[AUFGABE 1]: Überführe die Zeilen der Datensätze von der Zeile mit „the girl's eyebrow“ bis zum Ende der Datensätze, beide Grenzen eingeschlossen, in eine nummerierte Liste ohne Leerzeilen.

[EXTRAHIERTER TEXT]:

□ □ □ □ □

Gesamtkapitalrentabilität - Formel und Berechnung am Beispiel

Jörgen Erichsen
Mit der Gesamtkapitalrentabilität wird gemessen, in welchem Umfang sich das gesamte in einem Unternehmen eingesetzte Kapital, also Eigen- und Fremdkapital, verzinst. Die Kennzahl wird intern, z.B. von Geschäftsführung und Controlling, und extern, z.B. von Banken, Auskunfteien und Investoren, analysiert und bewertet. Die Kennziffer fließt in die Bonitätsbewertung von Unternehmen ein. 

Gesamtkapitalrentabilität: Definition und Formel

Mit der Gesamtkapitalrentabilität, auch Gesamtkapitalrendite, Kapitalrendite, Unternehmensrentabilität, return on assets (ROA) wird die Frage beantwortet: „Wie rentabel arbeitet das in einem Unternehmen eingesetzte Kapital?“ Da die Gesamtkapitalrentabilität die Verzinsung des gesamten im Unternehmen investierten Kapitals angibt, also Eigen- und Fremdkapital umfasst, ist sie aussagefähiger als die Eigenkapitalrentabilität. Es wird die Effizienz des gesamten eingesetzten Kapitals betrachtet, unabhängig von seiner Finanzierung. Die Fremdkapitalzinsen müssen dem Gewinn hinzugerechnet werden, da sie in der gleichen Periode erwirtschaftet wurden, gleichzeitig jedoch den Gewinn schmälern.

□ □ □ □ □

[AUFGABE 2]:
Beantworte anhand des Textes zur Gesamtkapitalrentabilität folgende Fragen:
(a) Welche englische Bezeichnung samt Abkürzung nennt der Text für die Gesamtkapitalrentabilität?
(b) Weshalb ist die Gesamtkapitalrentabilität laut Text aussagefähiger als die Eigenkapitalrentabilität?
(c) In welche Bewertung von Unternehmen fließt die Kennziffer ein?

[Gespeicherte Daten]
□ □ □ □ □

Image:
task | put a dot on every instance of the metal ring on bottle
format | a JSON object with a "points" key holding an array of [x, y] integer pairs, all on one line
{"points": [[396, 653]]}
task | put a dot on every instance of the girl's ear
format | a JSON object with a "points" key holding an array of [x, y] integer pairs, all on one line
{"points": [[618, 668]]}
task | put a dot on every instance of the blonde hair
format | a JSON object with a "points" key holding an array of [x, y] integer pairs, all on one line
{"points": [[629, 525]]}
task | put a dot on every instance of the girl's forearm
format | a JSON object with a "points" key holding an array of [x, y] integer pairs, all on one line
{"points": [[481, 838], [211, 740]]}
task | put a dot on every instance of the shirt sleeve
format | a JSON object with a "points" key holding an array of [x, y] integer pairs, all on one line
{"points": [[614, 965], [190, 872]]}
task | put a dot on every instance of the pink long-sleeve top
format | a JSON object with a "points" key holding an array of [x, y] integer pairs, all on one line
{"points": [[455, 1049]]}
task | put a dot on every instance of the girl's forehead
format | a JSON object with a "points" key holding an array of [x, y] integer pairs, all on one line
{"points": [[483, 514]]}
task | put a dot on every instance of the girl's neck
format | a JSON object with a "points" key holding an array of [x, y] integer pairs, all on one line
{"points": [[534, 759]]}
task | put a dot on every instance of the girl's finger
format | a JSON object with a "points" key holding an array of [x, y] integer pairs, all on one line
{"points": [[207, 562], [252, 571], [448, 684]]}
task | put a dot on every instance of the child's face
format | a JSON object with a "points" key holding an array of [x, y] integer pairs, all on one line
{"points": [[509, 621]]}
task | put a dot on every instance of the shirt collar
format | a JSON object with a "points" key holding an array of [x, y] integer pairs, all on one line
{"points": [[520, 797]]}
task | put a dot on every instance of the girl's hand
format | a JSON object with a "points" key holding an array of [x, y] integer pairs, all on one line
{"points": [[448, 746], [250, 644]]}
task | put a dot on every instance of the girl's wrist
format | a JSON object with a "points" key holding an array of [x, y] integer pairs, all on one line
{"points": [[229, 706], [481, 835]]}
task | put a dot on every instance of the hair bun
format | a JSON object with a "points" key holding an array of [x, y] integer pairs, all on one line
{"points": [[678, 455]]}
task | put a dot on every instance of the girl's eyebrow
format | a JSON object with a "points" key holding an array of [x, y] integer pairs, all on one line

□ □ □ □ □

[LÖSUNG 1]:
1. task | put a dot on every instance of the girl's eyebrow
2. format | a JSON object with a "points" key holding an array of [x, y] integer pairs, all on one line

[LÖSUNG 2]:
(a) return on assets (ROA)
(b) Sie gibt die Verzinsung des gesamten im Unternehmen investierten Kapitals an und umfasst somit Eigen- und Fremdkapital.
(c) In die Bonitätsbewertung.